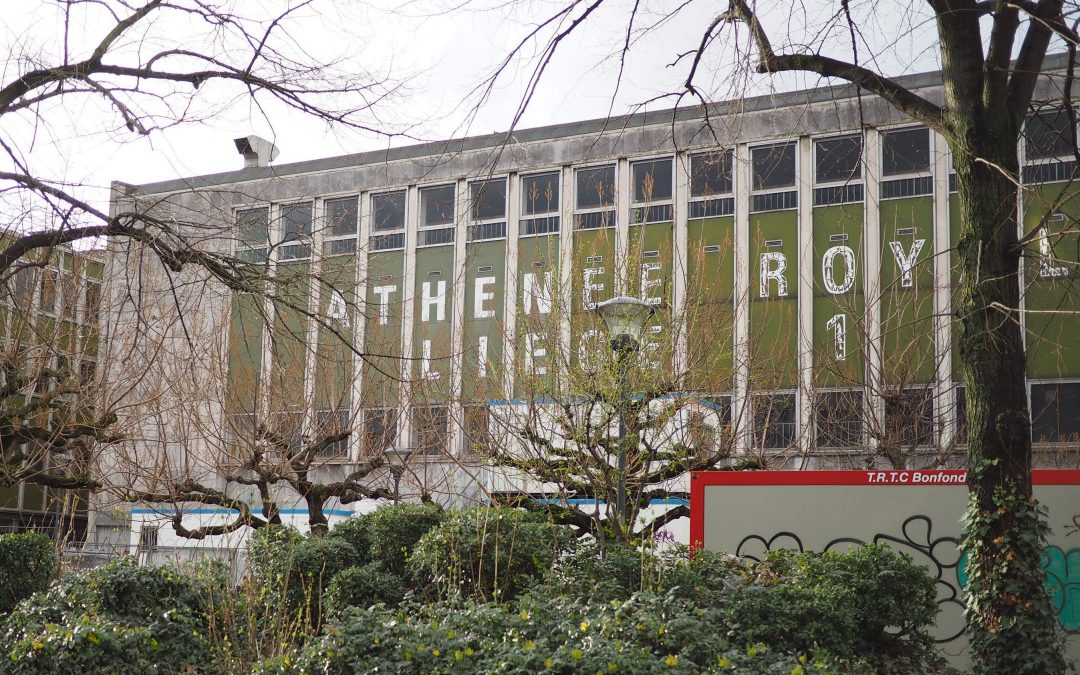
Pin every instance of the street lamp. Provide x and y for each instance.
(396, 458)
(625, 319)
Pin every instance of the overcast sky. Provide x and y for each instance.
(440, 53)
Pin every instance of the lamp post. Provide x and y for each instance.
(396, 458)
(624, 319)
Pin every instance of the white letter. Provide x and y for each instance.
(1047, 267)
(482, 355)
(337, 309)
(439, 300)
(532, 289)
(531, 353)
(648, 283)
(589, 286)
(426, 370)
(383, 293)
(774, 273)
(849, 272)
(481, 296)
(584, 352)
(906, 262)
(838, 325)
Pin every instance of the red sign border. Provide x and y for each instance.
(701, 480)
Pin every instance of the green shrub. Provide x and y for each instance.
(363, 586)
(487, 552)
(356, 530)
(120, 618)
(293, 572)
(396, 528)
(28, 563)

* * * * * * *

▸ Brief:
Write every line of text in the entries above as a JSON list of strings, one string per line, with blank lines and pictures left out.

▸ Result:
[
  "Pin every instance of the street lamp. Provide x and y for each instance.",
  "(396, 458)",
  "(625, 319)",
  "Pin every instance of the overcast sky. Provide x and y for each instance.",
  "(440, 53)",
  "Pin every instance of the lamp post. Provide x and y for each instance.",
  "(396, 458)",
  "(624, 319)",
  "Pin every instance of the white letter. Provide x and y for each instance.",
  "(1047, 267)",
  "(482, 355)",
  "(337, 309)",
  "(439, 300)",
  "(532, 289)",
  "(531, 353)",
  "(648, 283)",
  "(589, 286)",
  "(426, 370)",
  "(383, 293)",
  "(774, 273)",
  "(849, 272)",
  "(481, 296)",
  "(584, 352)",
  "(906, 262)",
  "(838, 325)",
  "Pin every instance of the red sign border. Provide x and y for each instance.",
  "(701, 480)",
  "Pin every instance of the green shrub. Provide x and y for each instance.",
  "(363, 586)",
  "(487, 552)",
  "(356, 530)",
  "(120, 618)",
  "(293, 572)",
  "(396, 528)",
  "(28, 563)"
]